+++ Source records +++
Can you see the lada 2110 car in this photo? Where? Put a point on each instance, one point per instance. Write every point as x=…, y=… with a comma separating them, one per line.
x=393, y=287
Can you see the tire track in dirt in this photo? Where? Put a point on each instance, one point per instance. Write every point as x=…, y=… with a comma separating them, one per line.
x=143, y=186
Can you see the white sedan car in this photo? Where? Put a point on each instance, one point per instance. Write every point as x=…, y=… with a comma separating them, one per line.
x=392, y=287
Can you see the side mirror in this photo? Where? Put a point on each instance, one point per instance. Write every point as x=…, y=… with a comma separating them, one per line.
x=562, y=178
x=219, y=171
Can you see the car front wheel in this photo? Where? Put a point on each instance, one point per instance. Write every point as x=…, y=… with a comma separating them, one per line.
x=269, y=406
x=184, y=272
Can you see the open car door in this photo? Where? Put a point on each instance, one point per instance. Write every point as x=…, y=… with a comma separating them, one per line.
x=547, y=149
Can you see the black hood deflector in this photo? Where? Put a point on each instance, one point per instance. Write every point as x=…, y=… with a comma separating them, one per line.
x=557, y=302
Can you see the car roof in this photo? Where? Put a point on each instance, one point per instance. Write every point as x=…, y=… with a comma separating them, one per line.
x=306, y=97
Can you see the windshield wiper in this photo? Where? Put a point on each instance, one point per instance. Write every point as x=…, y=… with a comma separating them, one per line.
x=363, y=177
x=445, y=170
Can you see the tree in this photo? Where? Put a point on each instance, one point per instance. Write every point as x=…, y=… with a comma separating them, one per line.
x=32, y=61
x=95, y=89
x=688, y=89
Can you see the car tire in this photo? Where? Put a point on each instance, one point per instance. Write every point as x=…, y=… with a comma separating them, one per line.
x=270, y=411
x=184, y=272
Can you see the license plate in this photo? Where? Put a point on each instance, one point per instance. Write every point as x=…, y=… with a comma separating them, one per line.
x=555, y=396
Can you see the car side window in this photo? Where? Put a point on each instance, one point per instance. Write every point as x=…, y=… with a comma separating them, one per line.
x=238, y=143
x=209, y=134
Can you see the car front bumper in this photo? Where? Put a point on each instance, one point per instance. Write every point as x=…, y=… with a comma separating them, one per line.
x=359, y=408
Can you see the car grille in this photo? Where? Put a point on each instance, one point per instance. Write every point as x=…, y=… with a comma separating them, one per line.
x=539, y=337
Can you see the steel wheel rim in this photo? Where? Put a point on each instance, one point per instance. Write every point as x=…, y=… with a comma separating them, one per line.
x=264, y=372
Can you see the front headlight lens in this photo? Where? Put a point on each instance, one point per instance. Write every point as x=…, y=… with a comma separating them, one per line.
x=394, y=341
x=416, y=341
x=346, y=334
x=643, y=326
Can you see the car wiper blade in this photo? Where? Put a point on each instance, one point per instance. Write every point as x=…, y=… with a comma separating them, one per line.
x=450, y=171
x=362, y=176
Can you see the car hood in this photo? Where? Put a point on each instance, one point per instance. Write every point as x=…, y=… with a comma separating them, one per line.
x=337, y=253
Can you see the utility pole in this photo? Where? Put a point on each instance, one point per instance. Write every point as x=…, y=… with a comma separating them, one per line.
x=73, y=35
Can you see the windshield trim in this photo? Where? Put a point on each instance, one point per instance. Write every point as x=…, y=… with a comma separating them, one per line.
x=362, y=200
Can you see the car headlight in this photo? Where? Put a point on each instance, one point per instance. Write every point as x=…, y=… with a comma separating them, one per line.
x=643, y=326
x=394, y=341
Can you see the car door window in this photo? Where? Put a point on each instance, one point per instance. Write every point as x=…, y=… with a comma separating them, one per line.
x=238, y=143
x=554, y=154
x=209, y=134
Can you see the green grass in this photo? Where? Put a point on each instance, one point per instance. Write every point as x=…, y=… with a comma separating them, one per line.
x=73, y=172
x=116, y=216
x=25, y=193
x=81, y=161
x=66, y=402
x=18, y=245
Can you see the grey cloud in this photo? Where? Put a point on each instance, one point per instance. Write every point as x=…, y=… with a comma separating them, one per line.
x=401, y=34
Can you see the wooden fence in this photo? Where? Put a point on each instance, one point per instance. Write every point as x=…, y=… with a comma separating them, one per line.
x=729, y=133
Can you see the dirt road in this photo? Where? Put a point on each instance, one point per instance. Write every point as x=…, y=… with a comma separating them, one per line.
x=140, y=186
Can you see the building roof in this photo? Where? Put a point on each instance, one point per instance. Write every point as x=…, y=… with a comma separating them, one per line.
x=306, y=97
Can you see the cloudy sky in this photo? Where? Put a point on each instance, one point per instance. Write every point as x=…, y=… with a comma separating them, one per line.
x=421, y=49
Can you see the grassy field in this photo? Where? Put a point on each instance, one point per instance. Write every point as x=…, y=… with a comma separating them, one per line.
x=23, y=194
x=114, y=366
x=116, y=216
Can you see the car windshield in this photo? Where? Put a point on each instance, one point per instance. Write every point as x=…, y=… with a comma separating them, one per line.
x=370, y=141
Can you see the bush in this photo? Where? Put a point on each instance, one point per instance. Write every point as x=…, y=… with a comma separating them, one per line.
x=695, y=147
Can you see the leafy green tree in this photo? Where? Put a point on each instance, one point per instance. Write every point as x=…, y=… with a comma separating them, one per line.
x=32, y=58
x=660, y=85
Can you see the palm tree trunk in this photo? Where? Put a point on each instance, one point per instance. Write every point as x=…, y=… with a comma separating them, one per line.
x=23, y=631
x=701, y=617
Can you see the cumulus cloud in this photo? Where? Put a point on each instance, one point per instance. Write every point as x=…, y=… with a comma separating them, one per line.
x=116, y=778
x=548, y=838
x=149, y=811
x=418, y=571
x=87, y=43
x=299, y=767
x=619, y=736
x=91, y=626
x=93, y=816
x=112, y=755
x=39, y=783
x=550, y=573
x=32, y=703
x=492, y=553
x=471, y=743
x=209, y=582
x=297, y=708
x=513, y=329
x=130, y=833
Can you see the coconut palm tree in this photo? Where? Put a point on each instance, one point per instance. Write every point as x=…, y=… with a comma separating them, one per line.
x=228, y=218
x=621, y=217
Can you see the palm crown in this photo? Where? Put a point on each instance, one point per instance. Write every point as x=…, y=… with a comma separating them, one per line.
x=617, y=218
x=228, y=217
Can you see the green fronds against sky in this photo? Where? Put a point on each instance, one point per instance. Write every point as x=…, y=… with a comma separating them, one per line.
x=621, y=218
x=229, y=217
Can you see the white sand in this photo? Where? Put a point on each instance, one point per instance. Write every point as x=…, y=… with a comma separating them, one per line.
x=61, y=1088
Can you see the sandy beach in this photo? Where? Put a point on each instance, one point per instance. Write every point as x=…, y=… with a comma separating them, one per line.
+++
● **Exercise brief**
Render every line of the data above as a JSON list of strings, one string per line, skipping any blank lines.

● **Output of the exercise**
[
  "Can you see the lada 2110 car in this photo? Where? Put a point on each instance, one point per instance. Write every point as x=…, y=… with a comma separating them, one per line.",
  "x=393, y=287",
  "Can you see the tire track in dirt in this photo? Where? Put a point on each instance, one point per instance. Write every point as x=…, y=… with a comma separating them, one per line.",
  "x=143, y=186",
  "Can you see the white sedan car in this photo? Where? Put a point on each instance, one point per instance. Write every point as x=…, y=… with a comma separating them, one per line.",
  "x=392, y=287",
  "Can you see the side mirror in this photo? Where? Put a point on each instance, one point per instance. Write every point as x=…, y=… with a comma separating them, one per line.",
  "x=562, y=178",
  "x=219, y=171",
  "Can you see the car front wheel in this photo? Where? Put a point on each instance, one point per instance. Write every point as x=…, y=… with a comma separating them, one per line.",
  "x=269, y=406",
  "x=184, y=272",
  "Can you see the open car door in this photo? Where? Put a point on each instance, one point per instance. Write every point as x=…, y=… with a comma separating them, one per line.",
  "x=547, y=149",
  "Can you see the black hood deflector in this photo? Where? Put a point on each instance, one point per instance. Write every point as x=…, y=… with a comma separating them, one per line.",
  "x=557, y=302",
  "Can you see the car roof in this photo? Where? Put a point on each instance, one point per instance. Write every point as x=…, y=… with a comma separating them, one per line.",
  "x=306, y=97",
  "Can you see the windshield wiper in this photo? Where? Put a point on each instance, one point per instance. Write every point as x=…, y=… with a comma separating them, one per line.",
  "x=363, y=177",
  "x=445, y=170",
  "Can you see the tree in this photo? Where? Put a point on each instance, one point per instance. Write every point as x=…, y=… with a comma separating them, one per line.",
  "x=32, y=61",
  "x=95, y=89",
  "x=688, y=89",
  "Can you see the car tire in this photo? Where? Put a point on each instance, one point per instance. Write every point as x=…, y=… with a comma separating them, one per line.",
  "x=270, y=411",
  "x=184, y=272",
  "Can you see the license plate in this photo? Where? Put a point on each instance, one point per instance. Write every point as x=…, y=… with a comma separating them, one per line.",
  "x=555, y=396",
  "Can you see the car side window in this photo? Where? Put a point on each instance, one point per instance. Write every point as x=…, y=… with a comma separating them, one per line.",
  "x=238, y=143",
  "x=209, y=134",
  "Can you see the car front bumper in this photo? Where? Put a point on each instance, one point per instance. Write every point as x=…, y=… with a comma separating them, one per line.",
  "x=359, y=408",
  "Can you see the car grille in this photo? Where? Put a point on each instance, one point per instance. Write every point as x=…, y=… with a comma separating them, one per line.",
  "x=539, y=337",
  "Can you see the steel wheel rim in this photo? Where? Put a point on each instance, one point per instance. Write every point as x=…, y=… with a comma separating them, one per line.",
  "x=264, y=372",
  "Can you see the front headlight lens in this photo? Where? Put a point on each instance, one point per instance. Write every point as x=…, y=… with a comma separating them, one per line.",
  "x=394, y=341",
  "x=416, y=341",
  "x=346, y=334",
  "x=643, y=326",
  "Can you see the car wiper blade in this photo? Where? Put a point on each instance, one point per instance. Write every point as x=…, y=… with a comma separating them, one per line.",
  "x=450, y=171",
  "x=362, y=176",
  "Can you see the car hood in this photo? Where? Put a point on each instance, one point per instance. Write every point as x=…, y=… with a comma separating them, one per line.",
  "x=337, y=253",
  "Can you see the utility pole in this photo? Where? Put a point on each instance, one point per instance. Write every point as x=…, y=… with a comma separating them, one per line.",
  "x=73, y=35",
  "Can you see the windshield trim in this photo? Where? Put a point on each instance, one point per instance. Write every point as x=…, y=… with a comma separating them, one per line.",
  "x=362, y=200",
  "Can you see the car headlight in this photo? Where? Put a point on each instance, one point per instance. Write every point as x=…, y=… with a comma separating them, one per line.",
  "x=643, y=326",
  "x=394, y=341",
  "Can you see the car door window in this photo? Where? Put a point on each instance, one point per instance. Write every point as x=…, y=… with a comma separating them, one per line.",
  "x=238, y=143",
  "x=554, y=154",
  "x=209, y=134",
  "Can you see the green grass in this photo? Where? Put a point on each instance, one point per instance. Write every point as x=…, y=… with a comma separating them, one per line.",
  "x=73, y=172",
  "x=116, y=216",
  "x=25, y=193",
  "x=81, y=161",
  "x=66, y=402",
  "x=18, y=245",
  "Can you see the grey cloud in this photo? Where? Put a point on each instance, one point per instance. Write every point as x=…, y=… with a comma separating them, one per line.",
  "x=401, y=34",
  "Can you see the wooden fence in this photo? Where? Put a point on each instance, one point per instance. Write every point as x=…, y=… with a comma separating them, one per line.",
  "x=729, y=133",
  "Can you see the dirt road in this photo? Where? Put a point on each instance, one point per instance. Write every point as x=…, y=… with a comma separating them, one per line.",
  "x=140, y=186",
  "Can you see the building roof in this photo? Where? Put a point on each instance, one point per instance. Write every point as x=…, y=… with a comma separating them, one per line.",
  "x=306, y=97",
  "Can you see the cloudy sky in this photo? Where? Put a point on each instance, one point per instance. Write every point as x=…, y=… with a comma separating them, one per line.",
  "x=421, y=49",
  "Can you see the grassy field in this photo? Where? Put a point on each instance, one point per instance. Write every point as x=…, y=… with a comma separating them, one per line.",
  "x=23, y=194",
  "x=114, y=366",
  "x=116, y=216",
  "Can you see the car windshield in this photo? Where? Put a point on each instance, one point per instance. Write every point as x=…, y=… with a comma separating them, one per line.",
  "x=370, y=141",
  "Can you see the bush in this photo? Where? Put a point on each instance, one point per instance. Write every point as x=…, y=… with a comma separating them, one per line.",
  "x=695, y=147",
  "Can you see the leafy green tree in this photo? Where? Put a point on each instance, one point per instance. Write every point as x=…, y=… with a comma separating them, one per line.",
  "x=32, y=58",
  "x=660, y=85",
  "Can you see the palm tree trunk in this photo? Where? Put a point on each instance, one point per instance. Write every point as x=…, y=… with a comma separating them, one per line.",
  "x=23, y=631",
  "x=701, y=617",
  "Can you see the cumulus cloud in this photo? Where? Put a point on each instance, one point per instance. Write every point as x=…, y=… with a comma separating them, one per line.",
  "x=116, y=778",
  "x=548, y=838",
  "x=149, y=811",
  "x=418, y=571",
  "x=87, y=43",
  "x=299, y=767",
  "x=619, y=736",
  "x=91, y=626",
  "x=93, y=816",
  "x=112, y=755",
  "x=39, y=783",
  "x=550, y=573",
  "x=32, y=703",
  "x=492, y=553",
  "x=471, y=743",
  "x=209, y=582",
  "x=297, y=708",
  "x=513, y=329",
  "x=130, y=833",
  "Can you see the coconut palm tree in this photo? Where? Put a point on each instance, one point per instance. Write every point as x=…, y=… with a comma separating them, one per line.",
  "x=228, y=218",
  "x=621, y=217",
  "Can you see the palm crown in this photo? Where? Put a point on each instance, one point per instance. Write every point as x=…, y=… with a comma separating them, one per line.",
  "x=617, y=218",
  "x=228, y=217",
  "Can you see the green fronds against sky in this photo? Where? Put a point on each instance, one point per instance. Write every point as x=…, y=… with a comma separating them, one per line.",
  "x=621, y=218",
  "x=229, y=217",
  "Can you see the white sand in this photo? Where? Put a point on each instance, one point per instance. Write every point as x=…, y=… with a comma separating them, one per line.",
  "x=61, y=1088",
  "Can you see the sandy beach in this photo? Where? Put a point on each instance, one point per instance. Write every point as x=…, y=… with a comma separating them, one per line."
]